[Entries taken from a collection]
%%

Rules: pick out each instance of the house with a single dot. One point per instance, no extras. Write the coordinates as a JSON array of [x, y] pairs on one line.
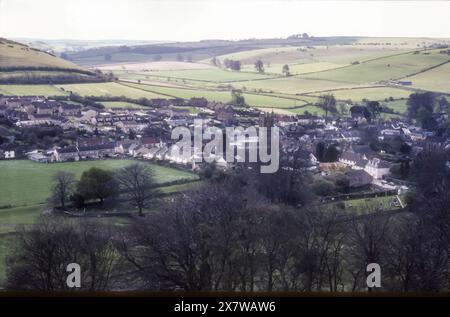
[[358, 178], [352, 135], [225, 114], [352, 159], [43, 107], [377, 168], [38, 157], [96, 151], [69, 110], [198, 102], [69, 153], [16, 114]]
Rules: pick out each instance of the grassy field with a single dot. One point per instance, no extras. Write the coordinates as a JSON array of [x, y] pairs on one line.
[[121, 104], [29, 90], [18, 55], [107, 89], [214, 75], [373, 93], [155, 66], [386, 68], [25, 183], [222, 96], [397, 105], [296, 69], [339, 54], [437, 79], [291, 85]]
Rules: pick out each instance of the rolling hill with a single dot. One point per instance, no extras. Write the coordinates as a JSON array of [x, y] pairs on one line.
[[21, 64]]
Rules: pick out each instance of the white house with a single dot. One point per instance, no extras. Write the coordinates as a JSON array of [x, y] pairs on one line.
[[377, 168], [9, 154]]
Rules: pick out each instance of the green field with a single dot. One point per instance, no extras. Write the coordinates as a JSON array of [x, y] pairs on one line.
[[296, 69], [31, 90], [397, 105], [214, 74], [25, 183], [291, 85], [338, 54], [374, 93], [121, 104], [107, 89], [437, 79], [19, 55], [386, 68], [223, 96]]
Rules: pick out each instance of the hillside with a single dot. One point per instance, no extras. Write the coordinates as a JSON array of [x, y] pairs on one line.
[[14, 54], [21, 64]]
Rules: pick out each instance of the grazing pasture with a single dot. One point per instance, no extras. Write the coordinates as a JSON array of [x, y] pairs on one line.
[[382, 69], [296, 69], [25, 183], [372, 93], [107, 89], [155, 66], [339, 54], [210, 75], [121, 104], [31, 90], [291, 85], [13, 54], [436, 79]]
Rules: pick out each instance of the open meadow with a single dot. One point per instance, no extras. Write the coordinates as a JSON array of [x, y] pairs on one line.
[[25, 182]]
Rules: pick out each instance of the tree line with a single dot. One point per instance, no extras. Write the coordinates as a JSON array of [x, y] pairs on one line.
[[245, 231]]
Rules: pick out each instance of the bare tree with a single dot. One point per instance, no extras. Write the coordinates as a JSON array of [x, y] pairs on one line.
[[43, 252], [63, 187], [137, 182]]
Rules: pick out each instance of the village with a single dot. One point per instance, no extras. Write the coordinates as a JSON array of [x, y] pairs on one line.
[[336, 150]]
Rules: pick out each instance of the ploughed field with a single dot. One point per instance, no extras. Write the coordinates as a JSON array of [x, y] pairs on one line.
[[364, 69]]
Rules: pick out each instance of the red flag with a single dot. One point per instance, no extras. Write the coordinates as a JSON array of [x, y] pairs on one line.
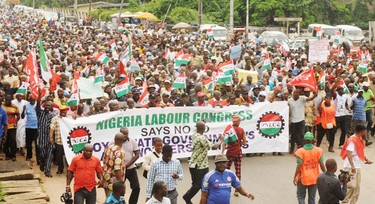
[[76, 74], [305, 79], [54, 80], [121, 66], [32, 70]]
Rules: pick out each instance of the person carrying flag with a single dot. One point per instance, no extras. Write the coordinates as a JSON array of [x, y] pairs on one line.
[[234, 151]]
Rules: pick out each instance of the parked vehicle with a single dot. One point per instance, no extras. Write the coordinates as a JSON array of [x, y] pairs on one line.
[[353, 33], [327, 30], [220, 33], [273, 38]]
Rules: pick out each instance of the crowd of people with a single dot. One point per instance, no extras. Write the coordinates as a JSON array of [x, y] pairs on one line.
[[344, 100]]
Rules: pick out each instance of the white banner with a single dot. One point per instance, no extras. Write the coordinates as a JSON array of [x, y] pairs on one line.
[[265, 125], [318, 51]]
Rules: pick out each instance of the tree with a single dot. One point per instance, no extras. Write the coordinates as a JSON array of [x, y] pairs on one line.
[[181, 14]]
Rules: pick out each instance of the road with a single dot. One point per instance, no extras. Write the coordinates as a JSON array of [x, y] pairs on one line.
[[269, 178]]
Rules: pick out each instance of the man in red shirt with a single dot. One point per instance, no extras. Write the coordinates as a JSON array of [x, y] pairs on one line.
[[83, 167], [234, 151], [217, 100]]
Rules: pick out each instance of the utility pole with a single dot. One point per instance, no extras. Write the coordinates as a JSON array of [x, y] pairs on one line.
[[119, 13], [90, 6], [75, 7], [199, 12], [231, 21], [247, 16]]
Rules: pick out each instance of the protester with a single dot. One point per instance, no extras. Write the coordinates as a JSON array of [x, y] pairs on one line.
[[165, 169], [309, 158], [159, 193], [21, 134], [56, 140], [198, 163], [29, 111], [353, 154], [327, 125], [150, 157], [83, 168], [216, 184], [131, 150], [3, 125], [329, 187], [117, 196], [13, 115], [233, 149], [113, 164]]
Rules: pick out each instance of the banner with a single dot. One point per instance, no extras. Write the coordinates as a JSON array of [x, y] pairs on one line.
[[318, 51], [265, 125]]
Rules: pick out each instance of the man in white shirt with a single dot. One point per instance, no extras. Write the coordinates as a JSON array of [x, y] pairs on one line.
[[153, 155], [340, 99], [297, 118], [159, 191], [353, 153]]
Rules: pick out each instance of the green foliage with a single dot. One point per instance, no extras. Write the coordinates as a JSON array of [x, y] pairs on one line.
[[181, 14], [2, 194], [262, 12]]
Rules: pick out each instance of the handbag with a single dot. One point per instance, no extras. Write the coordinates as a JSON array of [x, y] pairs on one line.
[[144, 171]]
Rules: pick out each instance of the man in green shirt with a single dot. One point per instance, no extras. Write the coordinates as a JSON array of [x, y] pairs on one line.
[[198, 164], [369, 96]]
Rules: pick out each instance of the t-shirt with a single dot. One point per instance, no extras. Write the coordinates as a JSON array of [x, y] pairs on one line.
[[297, 109], [219, 186], [129, 147], [153, 200], [356, 160]]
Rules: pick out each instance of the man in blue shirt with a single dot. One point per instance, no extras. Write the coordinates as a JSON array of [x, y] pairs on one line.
[[217, 184], [3, 125]]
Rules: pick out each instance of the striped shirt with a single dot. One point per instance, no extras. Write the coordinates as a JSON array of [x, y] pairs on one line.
[[55, 126], [44, 121], [162, 171]]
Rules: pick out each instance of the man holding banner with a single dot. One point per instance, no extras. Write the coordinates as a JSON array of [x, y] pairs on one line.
[[234, 138], [198, 164]]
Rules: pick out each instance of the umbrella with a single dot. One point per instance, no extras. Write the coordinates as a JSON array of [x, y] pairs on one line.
[[146, 15], [181, 25]]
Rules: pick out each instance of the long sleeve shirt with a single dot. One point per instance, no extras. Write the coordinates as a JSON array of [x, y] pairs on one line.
[[162, 171], [330, 190]]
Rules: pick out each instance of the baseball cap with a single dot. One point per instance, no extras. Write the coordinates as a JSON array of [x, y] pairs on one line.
[[201, 94], [308, 136], [220, 158]]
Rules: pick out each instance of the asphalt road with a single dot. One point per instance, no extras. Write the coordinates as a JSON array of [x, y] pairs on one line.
[[269, 178]]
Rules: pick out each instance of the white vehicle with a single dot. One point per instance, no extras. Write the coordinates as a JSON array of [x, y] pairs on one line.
[[327, 30], [353, 33], [220, 33]]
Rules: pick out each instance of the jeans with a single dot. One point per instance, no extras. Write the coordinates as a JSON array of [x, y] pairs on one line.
[[297, 132], [173, 196], [10, 146], [197, 178], [31, 135], [330, 135], [341, 121], [59, 157], [301, 193], [83, 194], [131, 175], [369, 119]]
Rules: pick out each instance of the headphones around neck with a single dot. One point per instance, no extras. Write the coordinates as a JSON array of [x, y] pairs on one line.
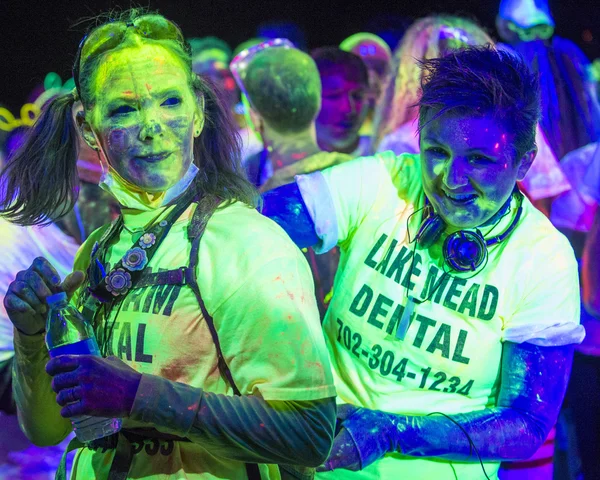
[[464, 250]]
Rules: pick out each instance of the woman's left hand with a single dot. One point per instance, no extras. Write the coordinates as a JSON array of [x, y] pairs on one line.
[[361, 440], [91, 385]]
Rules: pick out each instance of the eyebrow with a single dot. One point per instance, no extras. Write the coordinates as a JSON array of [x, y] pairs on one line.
[[484, 150]]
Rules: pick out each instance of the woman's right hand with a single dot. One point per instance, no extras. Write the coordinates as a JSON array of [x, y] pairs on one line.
[[25, 300]]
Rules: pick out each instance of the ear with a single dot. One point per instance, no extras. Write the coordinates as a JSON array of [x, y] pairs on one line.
[[199, 115], [86, 131], [257, 121], [525, 163]]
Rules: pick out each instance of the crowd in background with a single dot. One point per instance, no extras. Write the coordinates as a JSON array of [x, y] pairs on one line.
[[363, 102]]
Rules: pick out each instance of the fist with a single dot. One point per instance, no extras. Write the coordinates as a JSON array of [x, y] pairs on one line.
[[25, 300]]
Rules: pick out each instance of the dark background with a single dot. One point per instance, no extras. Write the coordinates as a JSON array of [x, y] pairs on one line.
[[39, 36]]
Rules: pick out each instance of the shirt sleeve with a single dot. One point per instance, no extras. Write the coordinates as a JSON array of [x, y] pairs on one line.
[[548, 314], [339, 198], [271, 335]]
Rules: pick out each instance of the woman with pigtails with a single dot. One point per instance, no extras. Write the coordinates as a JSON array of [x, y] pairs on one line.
[[204, 310]]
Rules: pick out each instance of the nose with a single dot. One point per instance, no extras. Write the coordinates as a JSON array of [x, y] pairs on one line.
[[455, 173], [151, 127], [348, 106]]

%%

### Task instructions
Write out exactly each line of the entries, starting at the one containing "Rules: pick out each instance of the nose" and finishing with the last line.

### Response below
Rules: pick out each instance of the nose with a single dot. One point per instance, no extras. Write the coordinates as a JSON array of [x, y] pairs on one line.
[[455, 173], [151, 127], [348, 106]]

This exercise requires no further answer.